Think about how that compares to overtime at the office or the bar, where behaviors associated with poor heart (and oral health) are constantly at arm’s reach. Seriously, who can resist ordering mozzarella sticks after a few drinks? Pro tip: hobbies help you quit bad habits, and so does chewing our favorite gum ;) Depending on the activity, you could trade in your vape (which would make your heart and your dentist very happy), for something more exciting, like deep-sea scuba gear, or a shiny new golf club.
A hole in one exposes you to less toxins, and a much healthier dopamine release (your heart loves dopamine — it’s the neurotransmitter that allows you to feel pleasure and motivation). Practiced over time, hobbies help balance similar hormones, strengthening your heart and your body’s overall ability to self-regulate. Pretty cool! It’s all more connected than you think.
BTW, heart health = oral health
Now, how does all this heart talk tie back to your mouth? Science continues to show that just like you and your upstairs neighbor, they have a symbiotic relationship.
Poor oral care may lead to periodontitis (also known as gum disease), which has been found to nearly double the risk of suffering a stroke. And because blood flows throughout your entire body, all vulnerable systems are at risk of being affected by oral bacteria, which can result in troubling inflammation — ouch!
======
In the passage on heart and oral health, how much does periodontitis raise the risk of suffering a stroke?
======
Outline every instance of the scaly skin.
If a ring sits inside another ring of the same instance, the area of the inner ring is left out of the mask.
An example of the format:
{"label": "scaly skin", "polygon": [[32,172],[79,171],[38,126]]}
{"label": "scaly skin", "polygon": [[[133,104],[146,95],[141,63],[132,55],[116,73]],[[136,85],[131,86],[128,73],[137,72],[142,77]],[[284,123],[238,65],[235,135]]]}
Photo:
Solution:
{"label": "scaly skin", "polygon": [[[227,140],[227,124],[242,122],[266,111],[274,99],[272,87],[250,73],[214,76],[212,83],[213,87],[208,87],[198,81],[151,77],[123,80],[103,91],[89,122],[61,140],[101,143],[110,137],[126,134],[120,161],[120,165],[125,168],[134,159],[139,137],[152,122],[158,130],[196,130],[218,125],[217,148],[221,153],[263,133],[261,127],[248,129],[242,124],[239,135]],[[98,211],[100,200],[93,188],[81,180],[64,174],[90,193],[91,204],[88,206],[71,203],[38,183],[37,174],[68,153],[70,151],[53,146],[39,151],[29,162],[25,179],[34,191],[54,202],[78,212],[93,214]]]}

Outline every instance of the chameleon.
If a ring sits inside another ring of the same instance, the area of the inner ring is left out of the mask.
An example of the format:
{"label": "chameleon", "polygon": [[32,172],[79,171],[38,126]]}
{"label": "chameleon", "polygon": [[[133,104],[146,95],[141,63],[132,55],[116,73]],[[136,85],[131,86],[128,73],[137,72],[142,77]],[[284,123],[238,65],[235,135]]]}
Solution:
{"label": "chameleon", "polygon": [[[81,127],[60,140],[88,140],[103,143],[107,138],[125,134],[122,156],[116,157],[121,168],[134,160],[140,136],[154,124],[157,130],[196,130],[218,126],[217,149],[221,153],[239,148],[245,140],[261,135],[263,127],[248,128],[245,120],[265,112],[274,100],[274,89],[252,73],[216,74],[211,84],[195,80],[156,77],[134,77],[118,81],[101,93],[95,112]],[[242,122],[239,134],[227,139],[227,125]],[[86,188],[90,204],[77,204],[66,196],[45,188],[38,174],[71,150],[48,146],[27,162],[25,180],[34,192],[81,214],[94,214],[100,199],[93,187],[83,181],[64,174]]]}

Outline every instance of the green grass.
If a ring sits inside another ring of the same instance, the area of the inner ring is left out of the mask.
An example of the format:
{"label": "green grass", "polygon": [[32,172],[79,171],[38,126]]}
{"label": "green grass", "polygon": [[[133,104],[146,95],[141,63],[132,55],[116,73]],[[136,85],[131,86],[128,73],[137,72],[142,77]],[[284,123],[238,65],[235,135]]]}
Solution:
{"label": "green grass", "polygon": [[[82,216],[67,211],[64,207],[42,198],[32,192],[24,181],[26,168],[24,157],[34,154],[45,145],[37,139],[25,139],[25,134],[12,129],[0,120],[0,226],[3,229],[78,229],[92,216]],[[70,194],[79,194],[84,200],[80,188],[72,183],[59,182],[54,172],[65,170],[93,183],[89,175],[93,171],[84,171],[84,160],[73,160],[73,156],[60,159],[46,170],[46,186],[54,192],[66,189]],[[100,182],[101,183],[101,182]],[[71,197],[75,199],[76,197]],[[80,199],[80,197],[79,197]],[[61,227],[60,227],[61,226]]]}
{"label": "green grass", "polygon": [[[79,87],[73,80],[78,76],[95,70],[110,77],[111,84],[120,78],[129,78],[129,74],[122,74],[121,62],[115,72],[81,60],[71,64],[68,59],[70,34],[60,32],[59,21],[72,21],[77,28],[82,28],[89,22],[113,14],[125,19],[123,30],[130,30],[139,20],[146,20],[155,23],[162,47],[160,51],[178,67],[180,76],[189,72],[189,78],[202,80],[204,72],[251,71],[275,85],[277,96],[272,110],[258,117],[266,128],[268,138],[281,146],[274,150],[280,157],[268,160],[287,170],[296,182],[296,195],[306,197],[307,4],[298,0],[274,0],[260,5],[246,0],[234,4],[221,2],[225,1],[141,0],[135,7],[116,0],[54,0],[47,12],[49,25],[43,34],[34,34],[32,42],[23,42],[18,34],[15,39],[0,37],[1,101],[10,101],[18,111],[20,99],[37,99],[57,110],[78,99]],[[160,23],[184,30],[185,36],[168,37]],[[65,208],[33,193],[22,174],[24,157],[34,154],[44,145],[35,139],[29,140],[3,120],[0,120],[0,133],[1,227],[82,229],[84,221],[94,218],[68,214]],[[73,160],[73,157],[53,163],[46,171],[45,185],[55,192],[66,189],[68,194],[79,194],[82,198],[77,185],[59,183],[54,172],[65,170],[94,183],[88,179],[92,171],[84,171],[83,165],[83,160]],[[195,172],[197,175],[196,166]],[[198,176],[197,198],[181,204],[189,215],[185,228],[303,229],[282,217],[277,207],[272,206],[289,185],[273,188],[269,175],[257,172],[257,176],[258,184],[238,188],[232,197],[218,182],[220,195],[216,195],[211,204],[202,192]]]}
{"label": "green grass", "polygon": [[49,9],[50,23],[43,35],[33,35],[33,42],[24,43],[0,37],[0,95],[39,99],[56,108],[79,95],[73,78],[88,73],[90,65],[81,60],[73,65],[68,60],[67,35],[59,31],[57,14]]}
======
» Answer to this exercise: It nearly doubles the risk.